═════ Raw records ═════
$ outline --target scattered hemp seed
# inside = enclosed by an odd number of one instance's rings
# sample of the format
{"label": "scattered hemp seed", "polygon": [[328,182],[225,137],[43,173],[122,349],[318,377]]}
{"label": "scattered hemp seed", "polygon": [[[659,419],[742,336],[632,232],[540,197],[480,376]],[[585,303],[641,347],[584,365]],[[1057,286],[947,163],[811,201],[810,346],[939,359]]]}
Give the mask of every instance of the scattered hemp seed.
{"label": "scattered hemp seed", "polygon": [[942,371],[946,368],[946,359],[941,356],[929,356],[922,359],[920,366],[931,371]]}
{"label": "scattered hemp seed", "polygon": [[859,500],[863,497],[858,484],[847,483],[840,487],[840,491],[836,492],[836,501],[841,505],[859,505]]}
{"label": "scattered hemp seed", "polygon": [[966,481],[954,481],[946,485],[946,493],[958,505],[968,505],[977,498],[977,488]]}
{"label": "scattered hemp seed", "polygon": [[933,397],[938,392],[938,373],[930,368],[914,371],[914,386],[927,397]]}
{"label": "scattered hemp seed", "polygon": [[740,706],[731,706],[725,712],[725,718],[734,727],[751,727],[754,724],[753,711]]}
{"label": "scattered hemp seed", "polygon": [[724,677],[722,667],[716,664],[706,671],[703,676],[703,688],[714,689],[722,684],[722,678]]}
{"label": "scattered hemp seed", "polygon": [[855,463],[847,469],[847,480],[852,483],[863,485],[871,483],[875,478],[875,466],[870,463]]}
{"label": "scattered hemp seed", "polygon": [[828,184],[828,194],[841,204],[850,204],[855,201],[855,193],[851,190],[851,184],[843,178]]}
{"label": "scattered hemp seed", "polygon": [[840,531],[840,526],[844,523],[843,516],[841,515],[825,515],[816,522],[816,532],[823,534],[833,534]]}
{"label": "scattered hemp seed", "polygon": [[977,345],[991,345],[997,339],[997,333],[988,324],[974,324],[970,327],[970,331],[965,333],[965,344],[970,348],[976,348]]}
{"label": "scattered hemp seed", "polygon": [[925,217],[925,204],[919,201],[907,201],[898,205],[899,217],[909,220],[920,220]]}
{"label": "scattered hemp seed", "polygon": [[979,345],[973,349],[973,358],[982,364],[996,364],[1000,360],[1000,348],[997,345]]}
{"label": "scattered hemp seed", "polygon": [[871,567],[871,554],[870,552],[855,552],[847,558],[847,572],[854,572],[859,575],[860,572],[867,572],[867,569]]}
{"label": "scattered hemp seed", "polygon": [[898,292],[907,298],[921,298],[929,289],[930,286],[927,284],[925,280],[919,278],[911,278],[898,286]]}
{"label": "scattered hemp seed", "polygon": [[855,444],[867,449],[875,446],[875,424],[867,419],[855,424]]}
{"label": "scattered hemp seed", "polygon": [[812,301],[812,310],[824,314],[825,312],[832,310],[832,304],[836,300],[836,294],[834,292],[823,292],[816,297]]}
═════
Description of the task: Copy this listing line for line, with no changes.

Solution to the problem:
$ outline --target scattered hemp seed
# inside = enclosed by an odd number of one instance's rings
# sample of the format
{"label": "scattered hemp seed", "polygon": [[328,182],[225,137],[43,173],[122,349],[318,377]]}
{"label": "scattered hemp seed", "polygon": [[[659,419],[742,336],[632,232],[540,197],[480,376]],[[585,303],[641,347],[584,365]],[[1057,286],[947,163],[811,201],[810,346],[939,359]]]}
Give the mask of every instance of the scattered hemp seed.
{"label": "scattered hemp seed", "polygon": [[942,371],[946,368],[946,359],[941,356],[929,356],[922,359],[920,366],[931,371]]}
{"label": "scattered hemp seed", "polygon": [[859,500],[863,497],[858,484],[847,483],[840,487],[840,491],[836,492],[836,501],[841,505],[859,505]]}
{"label": "scattered hemp seed", "polygon": [[966,481],[954,481],[946,485],[946,493],[958,505],[968,505],[977,498],[977,488]]}
{"label": "scattered hemp seed", "polygon": [[933,397],[938,392],[938,373],[930,368],[914,371],[914,386],[927,397]]}
{"label": "scattered hemp seed", "polygon": [[740,706],[731,706],[725,712],[725,718],[734,727],[751,727],[754,724],[753,711]]}
{"label": "scattered hemp seed", "polygon": [[724,677],[722,667],[716,664],[706,671],[703,676],[703,688],[714,689],[722,684],[722,678]]}
{"label": "scattered hemp seed", "polygon": [[855,463],[847,469],[847,480],[852,483],[863,485],[871,483],[875,478],[875,466],[870,463]]}
{"label": "scattered hemp seed", "polygon": [[828,184],[828,194],[841,204],[850,204],[855,201],[855,193],[851,190],[851,184],[843,178]]}
{"label": "scattered hemp seed", "polygon": [[840,531],[840,526],[844,523],[843,516],[841,515],[825,515],[816,522],[816,532],[823,534],[833,534]]}
{"label": "scattered hemp seed", "polygon": [[977,345],[991,345],[997,339],[997,333],[988,324],[974,324],[970,327],[970,331],[965,333],[965,344],[970,348],[976,348]]}
{"label": "scattered hemp seed", "polygon": [[925,217],[925,204],[919,201],[907,201],[898,205],[899,217],[909,220],[920,220]]}
{"label": "scattered hemp seed", "polygon": [[979,345],[973,349],[973,358],[982,364],[996,364],[1000,360],[1000,348],[997,345]]}
{"label": "scattered hemp seed", "polygon": [[871,567],[871,554],[870,552],[855,552],[847,558],[847,572],[854,572],[859,575],[860,572],[867,572],[867,569]]}
{"label": "scattered hemp seed", "polygon": [[898,292],[907,298],[921,298],[929,289],[930,286],[927,284],[925,280],[919,278],[911,278],[898,286]]}
{"label": "scattered hemp seed", "polygon": [[855,444],[867,449],[875,446],[875,424],[867,419],[855,424]]}
{"label": "scattered hemp seed", "polygon": [[812,301],[812,310],[824,314],[825,312],[832,310],[832,304],[836,300],[836,294],[834,292],[823,292],[816,297]]}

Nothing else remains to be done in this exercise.